Data section
## START

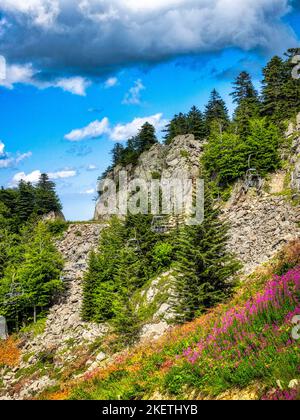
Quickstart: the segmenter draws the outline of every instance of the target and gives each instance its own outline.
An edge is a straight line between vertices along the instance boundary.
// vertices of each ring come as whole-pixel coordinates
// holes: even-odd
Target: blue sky
[[[66,217],[90,219],[116,141],[145,120],[160,136],[213,88],[232,111],[240,71],[259,87],[268,59],[299,46],[299,2],[142,3],[1,0],[0,185],[47,172]]]

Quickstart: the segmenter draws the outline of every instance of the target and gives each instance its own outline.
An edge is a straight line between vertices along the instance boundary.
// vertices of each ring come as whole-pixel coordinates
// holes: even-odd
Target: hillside
[[[109,223],[70,224],[56,239],[65,291],[46,319],[1,344],[1,399],[296,398],[299,345],[291,331],[300,313],[300,214],[297,188],[286,180],[294,186],[299,178],[299,128],[290,127],[291,166],[270,174],[259,193],[244,191],[239,181],[222,205],[228,250],[243,263],[233,296],[174,327],[176,273],[161,272],[134,295],[142,324],[129,349],[109,322],[81,319],[87,257]],[[169,176],[178,168],[197,170],[202,153],[193,136],[179,136],[166,149],[145,152],[134,170],[146,178],[154,169]]]

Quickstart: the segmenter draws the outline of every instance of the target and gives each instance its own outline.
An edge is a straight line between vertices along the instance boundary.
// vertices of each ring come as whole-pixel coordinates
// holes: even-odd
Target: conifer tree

## END

Written exercise
Rewrite these rows with "instance boundary" changed to "object boundary" wherever it appears, keeping everything else the same. Omit the pictures.

Exercise answer
Quickstart: the segmenter draws the outline of every instance of the target and gives each instance its own outline.
An edge is a straight line between vertices along the object boundary.
// vertices of each ring come as whole-pixel coordinates
// holes: even-odd
Target: blue sky
[[[66,217],[90,219],[116,141],[145,120],[160,136],[213,88],[232,111],[240,71],[259,87],[268,59],[299,46],[299,2],[142,3],[1,0],[0,185],[47,172]]]

Quickstart: the segmenter draws the outline of every instance of the target and gives each instance its own outline.
An edge is a straight line between vertices along the object boundary.
// vertices of each ring come as whole-pixel coordinates
// holes: even-odd
Target: hillside
[[[109,223],[70,224],[56,239],[65,291],[46,319],[1,344],[1,399],[296,398],[299,345],[291,331],[300,313],[300,214],[297,188],[286,180],[294,186],[299,178],[299,128],[290,127],[291,166],[270,174],[259,193],[244,191],[239,181],[222,205],[228,250],[243,263],[233,296],[174,327],[176,273],[161,272],[134,295],[142,324],[129,349],[109,322],[81,319],[87,257]],[[169,176],[178,168],[197,170],[202,153],[193,136],[179,136],[166,149],[145,152],[134,170],[146,178],[154,169]]]

Quickstart: the segmenter draws the outline of every instance of the target and gives each instance its own outline.
An edge is a straight line between vertices along the object boundary.
// vertices of each ring come as whole-pixel coordinates
// holes: even-odd
Target: conifer tree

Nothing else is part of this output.